» Directions: Locate every line in the material below that contains the string "paper", and copy each one in full. Case counts.

**** Records

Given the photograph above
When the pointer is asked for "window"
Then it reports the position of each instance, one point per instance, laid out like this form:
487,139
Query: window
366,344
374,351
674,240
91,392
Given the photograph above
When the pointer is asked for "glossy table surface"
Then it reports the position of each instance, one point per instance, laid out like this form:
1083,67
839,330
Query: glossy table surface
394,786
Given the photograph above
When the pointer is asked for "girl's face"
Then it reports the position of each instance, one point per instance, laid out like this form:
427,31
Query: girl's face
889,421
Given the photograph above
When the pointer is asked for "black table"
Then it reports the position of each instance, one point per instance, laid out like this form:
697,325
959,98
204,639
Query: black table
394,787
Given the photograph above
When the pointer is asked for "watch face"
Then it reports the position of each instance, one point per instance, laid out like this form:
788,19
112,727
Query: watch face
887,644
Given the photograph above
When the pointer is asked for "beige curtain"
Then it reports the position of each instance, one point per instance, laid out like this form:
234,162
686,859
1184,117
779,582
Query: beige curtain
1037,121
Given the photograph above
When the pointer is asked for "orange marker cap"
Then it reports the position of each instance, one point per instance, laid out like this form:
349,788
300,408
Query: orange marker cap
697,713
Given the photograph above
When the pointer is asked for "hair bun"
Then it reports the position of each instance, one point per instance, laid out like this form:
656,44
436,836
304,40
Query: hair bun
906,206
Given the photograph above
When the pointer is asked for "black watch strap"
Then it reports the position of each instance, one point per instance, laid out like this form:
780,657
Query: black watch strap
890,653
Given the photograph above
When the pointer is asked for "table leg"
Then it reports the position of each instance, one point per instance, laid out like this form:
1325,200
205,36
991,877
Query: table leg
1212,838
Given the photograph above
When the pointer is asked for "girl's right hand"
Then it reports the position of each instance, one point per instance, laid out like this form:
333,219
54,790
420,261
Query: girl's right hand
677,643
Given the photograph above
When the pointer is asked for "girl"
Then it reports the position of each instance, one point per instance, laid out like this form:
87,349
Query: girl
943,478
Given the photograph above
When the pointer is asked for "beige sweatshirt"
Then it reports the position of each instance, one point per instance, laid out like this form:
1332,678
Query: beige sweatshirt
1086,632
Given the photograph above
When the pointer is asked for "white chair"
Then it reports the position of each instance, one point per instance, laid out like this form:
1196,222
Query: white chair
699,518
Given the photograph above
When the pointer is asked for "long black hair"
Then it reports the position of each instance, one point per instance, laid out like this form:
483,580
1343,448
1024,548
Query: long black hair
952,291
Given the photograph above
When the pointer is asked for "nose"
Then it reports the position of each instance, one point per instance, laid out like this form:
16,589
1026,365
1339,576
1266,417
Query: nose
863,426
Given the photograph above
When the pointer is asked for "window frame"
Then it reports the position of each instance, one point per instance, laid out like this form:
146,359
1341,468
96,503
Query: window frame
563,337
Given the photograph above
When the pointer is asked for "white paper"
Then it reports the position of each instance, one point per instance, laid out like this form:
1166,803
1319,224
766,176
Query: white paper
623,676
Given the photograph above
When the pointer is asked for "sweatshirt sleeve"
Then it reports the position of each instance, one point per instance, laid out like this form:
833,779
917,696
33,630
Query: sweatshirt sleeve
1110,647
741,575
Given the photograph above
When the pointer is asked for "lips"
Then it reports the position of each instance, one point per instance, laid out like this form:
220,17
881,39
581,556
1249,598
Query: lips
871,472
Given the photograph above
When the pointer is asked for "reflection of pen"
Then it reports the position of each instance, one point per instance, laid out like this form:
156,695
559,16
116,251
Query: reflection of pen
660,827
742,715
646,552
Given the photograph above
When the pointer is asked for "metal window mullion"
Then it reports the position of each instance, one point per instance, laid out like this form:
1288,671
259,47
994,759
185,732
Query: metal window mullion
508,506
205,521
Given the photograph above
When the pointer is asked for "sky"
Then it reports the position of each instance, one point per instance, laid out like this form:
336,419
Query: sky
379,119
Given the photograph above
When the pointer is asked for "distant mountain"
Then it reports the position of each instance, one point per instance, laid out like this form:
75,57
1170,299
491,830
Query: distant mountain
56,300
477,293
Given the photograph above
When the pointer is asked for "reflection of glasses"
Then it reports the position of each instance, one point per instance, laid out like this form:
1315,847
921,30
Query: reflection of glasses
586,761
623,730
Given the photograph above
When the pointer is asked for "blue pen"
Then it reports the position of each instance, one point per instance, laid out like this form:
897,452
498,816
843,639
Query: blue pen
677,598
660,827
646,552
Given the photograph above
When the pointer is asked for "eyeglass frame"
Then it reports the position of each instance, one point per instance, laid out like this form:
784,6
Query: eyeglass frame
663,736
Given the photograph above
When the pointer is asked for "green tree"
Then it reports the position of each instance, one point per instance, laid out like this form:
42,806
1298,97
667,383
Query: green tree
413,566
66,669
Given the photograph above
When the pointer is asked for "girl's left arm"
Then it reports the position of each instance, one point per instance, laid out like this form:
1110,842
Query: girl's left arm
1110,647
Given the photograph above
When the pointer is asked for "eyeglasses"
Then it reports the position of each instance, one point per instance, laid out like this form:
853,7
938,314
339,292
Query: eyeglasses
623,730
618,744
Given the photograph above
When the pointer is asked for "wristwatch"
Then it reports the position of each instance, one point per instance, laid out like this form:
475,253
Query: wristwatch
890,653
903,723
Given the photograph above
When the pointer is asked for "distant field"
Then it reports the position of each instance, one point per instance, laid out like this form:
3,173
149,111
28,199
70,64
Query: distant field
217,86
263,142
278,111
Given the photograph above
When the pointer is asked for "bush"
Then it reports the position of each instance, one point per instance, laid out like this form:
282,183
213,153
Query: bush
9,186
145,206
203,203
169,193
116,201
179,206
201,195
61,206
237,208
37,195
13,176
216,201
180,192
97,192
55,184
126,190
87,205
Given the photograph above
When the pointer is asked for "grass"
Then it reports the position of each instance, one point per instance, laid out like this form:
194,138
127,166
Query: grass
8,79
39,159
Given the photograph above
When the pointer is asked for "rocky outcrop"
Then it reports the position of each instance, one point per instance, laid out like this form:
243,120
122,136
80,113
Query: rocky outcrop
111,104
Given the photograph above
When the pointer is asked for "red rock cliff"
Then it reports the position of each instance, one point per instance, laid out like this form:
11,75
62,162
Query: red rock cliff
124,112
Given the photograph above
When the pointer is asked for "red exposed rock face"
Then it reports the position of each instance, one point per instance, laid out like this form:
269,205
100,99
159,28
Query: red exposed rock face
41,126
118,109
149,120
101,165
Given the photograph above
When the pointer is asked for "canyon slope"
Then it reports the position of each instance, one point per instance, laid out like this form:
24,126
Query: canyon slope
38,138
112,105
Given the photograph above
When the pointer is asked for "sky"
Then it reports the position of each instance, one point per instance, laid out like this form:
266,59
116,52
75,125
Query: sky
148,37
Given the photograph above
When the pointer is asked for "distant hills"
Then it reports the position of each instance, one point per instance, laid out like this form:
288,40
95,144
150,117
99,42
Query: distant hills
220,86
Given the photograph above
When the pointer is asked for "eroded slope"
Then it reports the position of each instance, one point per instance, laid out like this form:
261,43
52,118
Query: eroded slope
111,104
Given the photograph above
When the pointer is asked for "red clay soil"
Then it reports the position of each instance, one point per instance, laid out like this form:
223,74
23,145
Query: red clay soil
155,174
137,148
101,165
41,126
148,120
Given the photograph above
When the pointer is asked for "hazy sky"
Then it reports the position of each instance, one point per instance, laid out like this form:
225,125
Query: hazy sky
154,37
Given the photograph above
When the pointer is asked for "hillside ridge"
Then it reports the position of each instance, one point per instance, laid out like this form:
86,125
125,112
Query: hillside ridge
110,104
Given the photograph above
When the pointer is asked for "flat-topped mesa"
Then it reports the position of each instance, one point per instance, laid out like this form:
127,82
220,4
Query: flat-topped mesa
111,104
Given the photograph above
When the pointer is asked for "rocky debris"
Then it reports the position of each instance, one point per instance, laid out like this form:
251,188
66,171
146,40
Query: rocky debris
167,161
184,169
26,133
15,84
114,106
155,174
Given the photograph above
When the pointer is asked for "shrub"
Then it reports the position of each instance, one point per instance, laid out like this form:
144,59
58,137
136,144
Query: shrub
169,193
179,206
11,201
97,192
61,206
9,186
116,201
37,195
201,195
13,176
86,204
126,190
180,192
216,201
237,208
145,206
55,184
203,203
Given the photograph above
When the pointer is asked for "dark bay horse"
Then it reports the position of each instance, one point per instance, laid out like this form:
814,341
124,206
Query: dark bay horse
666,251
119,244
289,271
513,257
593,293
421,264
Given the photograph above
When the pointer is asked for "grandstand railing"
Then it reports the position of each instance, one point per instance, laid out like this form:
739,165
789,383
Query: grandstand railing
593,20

********

» Response:
When the pointer is asked for "white paper"
Query: white paper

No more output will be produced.